Herói do tri, Mineiro dispensa idolatria e constrói vida na Alemanha

O autor de um dos gols mais importantes da história do São Paulo Futebol Clube atende pelo nome de Carlos Luciano da Silva. Gaúcho de Porto Alegre no documento, Mineiro no futebol, o herói do tricampeonato mundial tricolor hoje vive feliz com sua família na Alemanha, longe de qualquer badalação, três anos depois de pendurar as chuteiras.

“Se eu não fizesse aquele gol, talvez nem lembrassem de mim”, brincou o ex-volante em contato por telefone com a Gazeta Esportiva. “Tive o privilégio, fui abençoado de fazer o gol. Foi um grande marco na minha carreira e na história do São Paulo”, continuou.

Mineiro mudou-se para a Alemanha depois de dois anos no Tricolor, onde, além de marcar o gol da vitória por 1 a 0 sobre o Liverpool no Mundial de 2005, conquistou a Libertadores e o Paulista daquele mesmo ano, e o Brasileiro de 2006. Vivendo o auge da carreira, o jogador rumou para o Hertha Berlin, da Alemanha. E, depois de uma breve passagem pelo Chelsea, voltou para o país germânico, de onde nunca mais saiu.

“Passando a primeira fase de adaptação ao clima, pudemos parar para pensar e ver que, apesar de tudo, (a Alemanha) era um país interessante, que oferecia muitas oportunidades para a família. A adaptação dos filhos foi rápida, e então decidimos esperar um pouco até que, hoje, estamos vivendo um momento muito bom, de estabilidade”, falou Mineiro.

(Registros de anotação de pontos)
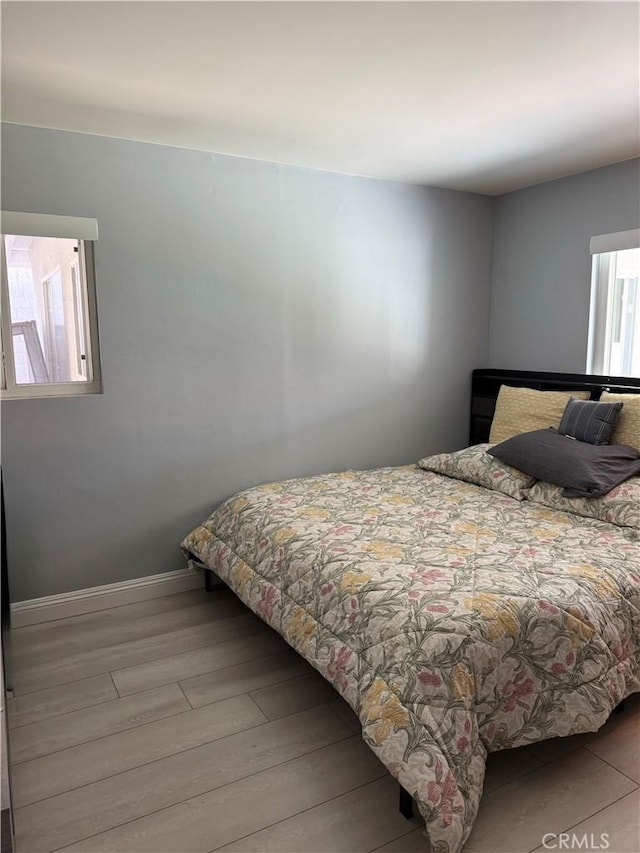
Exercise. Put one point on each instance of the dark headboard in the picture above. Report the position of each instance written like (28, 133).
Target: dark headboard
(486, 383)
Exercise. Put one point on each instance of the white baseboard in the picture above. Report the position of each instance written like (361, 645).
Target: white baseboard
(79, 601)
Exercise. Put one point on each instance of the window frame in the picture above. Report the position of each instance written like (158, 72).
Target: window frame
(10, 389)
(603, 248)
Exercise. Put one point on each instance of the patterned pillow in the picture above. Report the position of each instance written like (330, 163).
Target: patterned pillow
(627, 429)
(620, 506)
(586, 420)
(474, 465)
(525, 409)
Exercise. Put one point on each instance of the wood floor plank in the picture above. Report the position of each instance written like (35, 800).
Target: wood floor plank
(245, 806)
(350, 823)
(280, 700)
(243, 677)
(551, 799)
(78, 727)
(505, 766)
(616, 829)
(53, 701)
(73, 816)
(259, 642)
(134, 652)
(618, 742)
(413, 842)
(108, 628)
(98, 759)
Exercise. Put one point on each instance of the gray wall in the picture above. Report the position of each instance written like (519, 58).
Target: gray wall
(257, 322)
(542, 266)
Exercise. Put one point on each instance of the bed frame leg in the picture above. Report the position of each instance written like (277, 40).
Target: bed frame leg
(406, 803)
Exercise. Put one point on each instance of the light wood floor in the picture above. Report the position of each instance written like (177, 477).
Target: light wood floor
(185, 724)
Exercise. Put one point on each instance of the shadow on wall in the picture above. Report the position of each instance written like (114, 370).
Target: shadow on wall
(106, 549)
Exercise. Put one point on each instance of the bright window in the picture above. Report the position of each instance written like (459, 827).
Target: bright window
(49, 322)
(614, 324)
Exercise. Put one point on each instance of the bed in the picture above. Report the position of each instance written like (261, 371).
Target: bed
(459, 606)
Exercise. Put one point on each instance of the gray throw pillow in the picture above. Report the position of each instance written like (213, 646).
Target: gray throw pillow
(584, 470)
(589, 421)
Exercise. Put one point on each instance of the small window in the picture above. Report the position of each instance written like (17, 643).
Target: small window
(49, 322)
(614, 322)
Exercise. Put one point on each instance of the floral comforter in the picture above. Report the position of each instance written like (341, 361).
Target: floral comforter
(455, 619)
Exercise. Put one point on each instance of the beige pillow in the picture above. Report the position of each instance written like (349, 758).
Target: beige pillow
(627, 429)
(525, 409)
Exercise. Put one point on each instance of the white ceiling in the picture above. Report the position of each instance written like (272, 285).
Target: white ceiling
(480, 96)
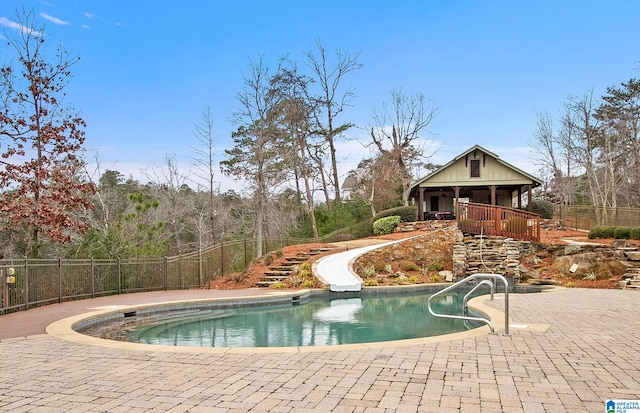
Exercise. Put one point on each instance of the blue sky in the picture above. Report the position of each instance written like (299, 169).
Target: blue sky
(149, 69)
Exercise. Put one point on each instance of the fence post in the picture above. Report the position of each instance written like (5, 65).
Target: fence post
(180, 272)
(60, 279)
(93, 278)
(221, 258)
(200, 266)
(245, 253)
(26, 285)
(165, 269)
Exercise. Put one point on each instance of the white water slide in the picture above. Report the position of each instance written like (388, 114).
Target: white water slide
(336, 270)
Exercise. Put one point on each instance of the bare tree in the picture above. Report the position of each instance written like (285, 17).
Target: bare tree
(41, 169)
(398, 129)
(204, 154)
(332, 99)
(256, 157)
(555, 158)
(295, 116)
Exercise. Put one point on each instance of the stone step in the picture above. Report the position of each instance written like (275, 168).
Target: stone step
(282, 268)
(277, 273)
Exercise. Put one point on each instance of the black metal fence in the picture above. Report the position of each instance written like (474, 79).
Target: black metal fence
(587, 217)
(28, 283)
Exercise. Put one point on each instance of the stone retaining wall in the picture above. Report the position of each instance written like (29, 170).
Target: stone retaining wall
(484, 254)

Tarefas a realizar:
- A) Segundo a reportagem sobre Mineiro, para qual clube alemão ele se transferiu ao deixar o São Paulo?
- B) Reescreva somente as linhas dos registros que vão da linha que contém "Exercise. Put one point on each instance of the small" até o fim dos registros, ambas inclusive, somando -80 a cada coordenada das respostas. Não inclua as imagens na resposta.

Respostas por tarefa:
- A) Hertha Berlin.

- B)
Exercise. Put one point on each instance of the small window in the picture above. Report the position of each instance written like (17, 643).
Target: small window
(-31, 242)
(534, 242)
Exercise. Put one point on each instance of the floral comforter in the picture above. Report the position of each instance written like (341, 361).
Target: floral comforter
(375, 539)
Exercise. Put one point on each instance of the beige pillow in the picture above. Report the position of each instance written like (349, 758).
Target: beige pillow
(547, 349)
(445, 329)
Exercise. Put one point on each instance of the white ceiling in the picture above. Report the position of each instance written like (272, 285).
Target: white ceiling
(400, 16)
Exercise. Put one point on each instance of the blue sky in the picture above. Report the position of each instance written like (299, 169).
Target: blue sky
(69, -11)
Exercise. Put one point on each instance of the fence post in the picture above. Report the position of each instance written like (5, 65).
Target: fence post
(100, 192)
(-20, 199)
(13, 198)
(141, 178)
(120, 186)
(165, 173)
(-54, 205)
(85, 189)
Exercise. Put one point on each instance of the white water slide in the picture above. Report the position of each instance written like (388, 114).
Target: white water slide
(256, 190)
Exercise. Put one point on each instance of the bare tree in the picture above. Report the position of each instance written like (285, 17).
Target: bare tree
(-39, 89)
(318, 49)
(124, 74)
(252, 19)
(176, 77)
(475, 78)
(215, 36)
Exercise. Put one point on each instance of the stone step in the picture above. Report the position of each instance written like (275, 168).
Target: stone step
(202, 188)
(197, 193)
Exercise. Put one point on each instance of the black metal fence in the picture above. Report the position of each instance written like (474, 79).
Target: black metal fence
(507, 137)
(-52, 203)
Exercise. Put one point on each instance of the stone retaining wall in the picture above. Report the position of each instance written like (29, 170).
Target: stone retaining wall
(404, 174)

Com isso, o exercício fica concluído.